- ТЕКСТ ИНТЕРВЬЮ -
☆ ☆ ☆ ☆ ☆
Наталья Ключарева: «Мое писательство — из невозможности утешить, накормить…»
— Наташа! Вы — человек постсоветской эпохи, Ваша жизнь, полагаю, складывается не так, как она складывалась у людей моего поколения. Поэтому для начала повторю вопрос, который немного перефразирует название знаменитого перестроечного фильма.
Легко ли быть молодым сегодня?
— Человеком вообще быть трудно. Везде и всегда. В любое историческое время, в любом возрасте.
Конечно, внешне нам живется легче: нас не сажают, не ссылают, не лишают доступа к читателю. Но в этой легкости тоже таится много соблазнов и препятствий, которые, возможно, в каком-то смысле еще коварнее, чем прямые испытания, ведь их не видно, они приходят под маской относительного благополучия.
— Вы уже лауреат очень авторитетных премий, Ваши произведения не раз попадали в шорт-листы… В советское время молодой писатель мог рассчитывать только на премию Ленинского комсомола, местную или всесоюзную… Что значат для Вас полученные премии?
— Я всегда сомневаюсь. Каждый день меня изводят одни и те же вопросы: правильно ли я сделала, что выбрала литературу делом жизни? Или мой путь лежит в другой стороне?
Но я не вижу никакого «другого» пути. А может, я просто плохо смотрю, недостаточно хорошо ищу, ленюсь вникнуть в себя? И так далее. Я боюсь всю жизнь прозаниматься не тем, к чему я предназначена. Я очень рада за людей, которые могут с полной уверенностью говорить о себе: я писатель, я поэт, я человек.
Я не могу. И каждый раз, когда мне кто-то со стороны говорит: да, это точно, ты писатель — я получаю некоторое облегчение. Это как аспирин — на время снимает боль, но не лечит самой болезни.
И пожив чуть-чуть спокойно, я опять начинаю сомневаться.
— Как Вы пришли в литературу?
☆ ☆ ☆ ☆ ☆
- ФРАГМЕНТЫ МАТЕРИАЛОВ -
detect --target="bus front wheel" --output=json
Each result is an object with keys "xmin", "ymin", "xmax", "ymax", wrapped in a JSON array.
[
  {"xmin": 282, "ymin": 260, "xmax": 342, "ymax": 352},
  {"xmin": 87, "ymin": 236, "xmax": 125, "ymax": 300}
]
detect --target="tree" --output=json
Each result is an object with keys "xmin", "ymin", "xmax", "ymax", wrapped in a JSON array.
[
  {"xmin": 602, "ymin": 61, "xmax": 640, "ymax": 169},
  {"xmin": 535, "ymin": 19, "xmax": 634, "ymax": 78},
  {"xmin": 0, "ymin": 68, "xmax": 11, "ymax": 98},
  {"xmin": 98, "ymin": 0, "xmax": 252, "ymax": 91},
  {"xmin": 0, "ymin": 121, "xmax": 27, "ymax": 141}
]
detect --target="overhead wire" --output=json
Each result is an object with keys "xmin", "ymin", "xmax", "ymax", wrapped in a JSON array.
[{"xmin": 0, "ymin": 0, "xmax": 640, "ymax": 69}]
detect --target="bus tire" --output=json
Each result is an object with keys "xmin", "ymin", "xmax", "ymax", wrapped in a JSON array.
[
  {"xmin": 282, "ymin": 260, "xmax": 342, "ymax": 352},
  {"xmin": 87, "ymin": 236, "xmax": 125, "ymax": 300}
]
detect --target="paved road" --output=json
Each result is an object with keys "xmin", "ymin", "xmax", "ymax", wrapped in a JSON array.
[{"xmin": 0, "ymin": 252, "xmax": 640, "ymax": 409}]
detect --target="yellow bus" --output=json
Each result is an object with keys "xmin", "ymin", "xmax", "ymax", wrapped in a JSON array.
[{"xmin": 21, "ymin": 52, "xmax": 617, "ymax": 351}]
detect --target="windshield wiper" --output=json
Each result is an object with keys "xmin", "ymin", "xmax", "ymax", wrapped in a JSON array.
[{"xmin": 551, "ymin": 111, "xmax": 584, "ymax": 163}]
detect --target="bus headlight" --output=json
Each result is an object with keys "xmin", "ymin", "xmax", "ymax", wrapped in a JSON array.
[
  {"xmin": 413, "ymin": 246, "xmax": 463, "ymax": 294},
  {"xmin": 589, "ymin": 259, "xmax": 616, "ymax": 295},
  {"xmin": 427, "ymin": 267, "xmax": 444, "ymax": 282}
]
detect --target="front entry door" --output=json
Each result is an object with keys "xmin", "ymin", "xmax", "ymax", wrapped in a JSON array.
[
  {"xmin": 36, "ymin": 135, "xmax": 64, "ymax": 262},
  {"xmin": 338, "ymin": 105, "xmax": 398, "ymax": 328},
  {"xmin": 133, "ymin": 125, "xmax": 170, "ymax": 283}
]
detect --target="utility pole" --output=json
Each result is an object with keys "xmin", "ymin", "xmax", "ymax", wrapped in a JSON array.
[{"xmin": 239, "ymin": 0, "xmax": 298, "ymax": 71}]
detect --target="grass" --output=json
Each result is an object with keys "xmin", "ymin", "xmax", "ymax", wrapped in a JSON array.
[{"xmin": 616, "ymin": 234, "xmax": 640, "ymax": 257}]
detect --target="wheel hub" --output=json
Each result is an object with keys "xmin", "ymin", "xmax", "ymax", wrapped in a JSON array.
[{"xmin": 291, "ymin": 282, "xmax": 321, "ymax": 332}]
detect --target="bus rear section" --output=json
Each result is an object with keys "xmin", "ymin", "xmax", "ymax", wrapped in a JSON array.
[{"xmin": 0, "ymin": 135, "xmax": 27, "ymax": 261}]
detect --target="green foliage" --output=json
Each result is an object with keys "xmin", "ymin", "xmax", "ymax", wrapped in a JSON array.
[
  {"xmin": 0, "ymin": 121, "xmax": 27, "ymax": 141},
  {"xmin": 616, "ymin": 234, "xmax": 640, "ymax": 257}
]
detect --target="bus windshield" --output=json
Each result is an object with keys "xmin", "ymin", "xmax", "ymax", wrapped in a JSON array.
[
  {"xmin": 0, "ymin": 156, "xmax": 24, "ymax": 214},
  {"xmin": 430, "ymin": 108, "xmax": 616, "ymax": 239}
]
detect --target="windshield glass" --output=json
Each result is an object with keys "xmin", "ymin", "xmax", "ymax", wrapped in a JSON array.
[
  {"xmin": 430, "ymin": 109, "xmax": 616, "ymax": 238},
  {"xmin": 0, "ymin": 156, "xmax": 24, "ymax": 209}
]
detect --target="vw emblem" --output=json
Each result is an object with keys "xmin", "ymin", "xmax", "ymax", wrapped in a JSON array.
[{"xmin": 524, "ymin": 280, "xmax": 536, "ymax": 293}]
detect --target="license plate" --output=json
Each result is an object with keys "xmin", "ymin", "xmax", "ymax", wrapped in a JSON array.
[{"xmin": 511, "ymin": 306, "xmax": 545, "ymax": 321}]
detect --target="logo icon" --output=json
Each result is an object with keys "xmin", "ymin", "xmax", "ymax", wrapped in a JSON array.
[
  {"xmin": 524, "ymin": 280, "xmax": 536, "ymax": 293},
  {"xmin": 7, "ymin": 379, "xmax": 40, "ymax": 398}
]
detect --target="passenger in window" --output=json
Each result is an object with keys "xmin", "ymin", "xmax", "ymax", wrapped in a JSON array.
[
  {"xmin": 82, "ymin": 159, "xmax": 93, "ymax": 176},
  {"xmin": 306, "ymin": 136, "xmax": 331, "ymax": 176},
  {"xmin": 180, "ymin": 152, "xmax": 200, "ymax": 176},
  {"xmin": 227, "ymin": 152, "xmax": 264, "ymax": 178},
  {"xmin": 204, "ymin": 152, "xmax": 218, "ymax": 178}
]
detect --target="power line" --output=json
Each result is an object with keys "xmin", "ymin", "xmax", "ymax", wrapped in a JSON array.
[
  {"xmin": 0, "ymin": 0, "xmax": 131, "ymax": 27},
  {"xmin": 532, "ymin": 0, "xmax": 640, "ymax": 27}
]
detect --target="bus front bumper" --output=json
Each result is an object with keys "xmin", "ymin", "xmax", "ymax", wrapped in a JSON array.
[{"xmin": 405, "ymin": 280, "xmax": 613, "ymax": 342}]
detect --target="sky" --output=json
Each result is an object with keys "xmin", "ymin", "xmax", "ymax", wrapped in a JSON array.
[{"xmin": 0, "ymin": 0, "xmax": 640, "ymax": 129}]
☆ ☆ ☆ ☆ ☆
- ВАША ЗАДАЧА -
Продолжите интервью с Натальей Ключаревой, начав сразу после последней реплики. Материалы с интервью никак не связаны.

- ПИСЬМЕННЫЙ ОТВЕТ -
— А я ничего другого просто не умею. Это вопрос не навыков, которым можно научиться, а внутренней организации. Любая человеческая деятельность имеет смысл только в том случае, если она обращена не к самой себе, а вовне, к людям. И вот я все время думаю: чем я могу помочь, что я могу дать? И раз за разом убеждаюсь, что ничего — только слова.
Но может ли слово, мое слово, быть делом? Вот вопрос, который не дает мне покоя. Может ли оно чем-то помочь, что-то изменить хоть в одном человеке? Не знаю.
Но ничего другого не умею. И, наверное, все мое писательство рождается из невозможности пойти и сделать что-то весомое, настоящее: утешить, накормить, согреть.
— Этот вопрос в той или иной форме мы задаем всем нашим гостям. Каковы были Ваши отношения с литературой в школе?
— Когда я училась в Перми, до шестого класса включительно, у нас была очень хорошая учительница литературы — Людмила Николаевна Бородина. Во-первых, мы ее по-человечески безумно любили, каждую перемену липли к ее столу, писали о ней песни и страшно завидовали параллельному классу, у которого она была классной. Во-вторых, она заражала нас своим отношением к литературе, и для нас чтение, книги — это был праздник, полет души и мысли, а не одна из школьных дисциплин. Мы часто собирались после уроков, когда уже темнело, в кабинете литературы, зажигали свечи и читали друг другу стихи.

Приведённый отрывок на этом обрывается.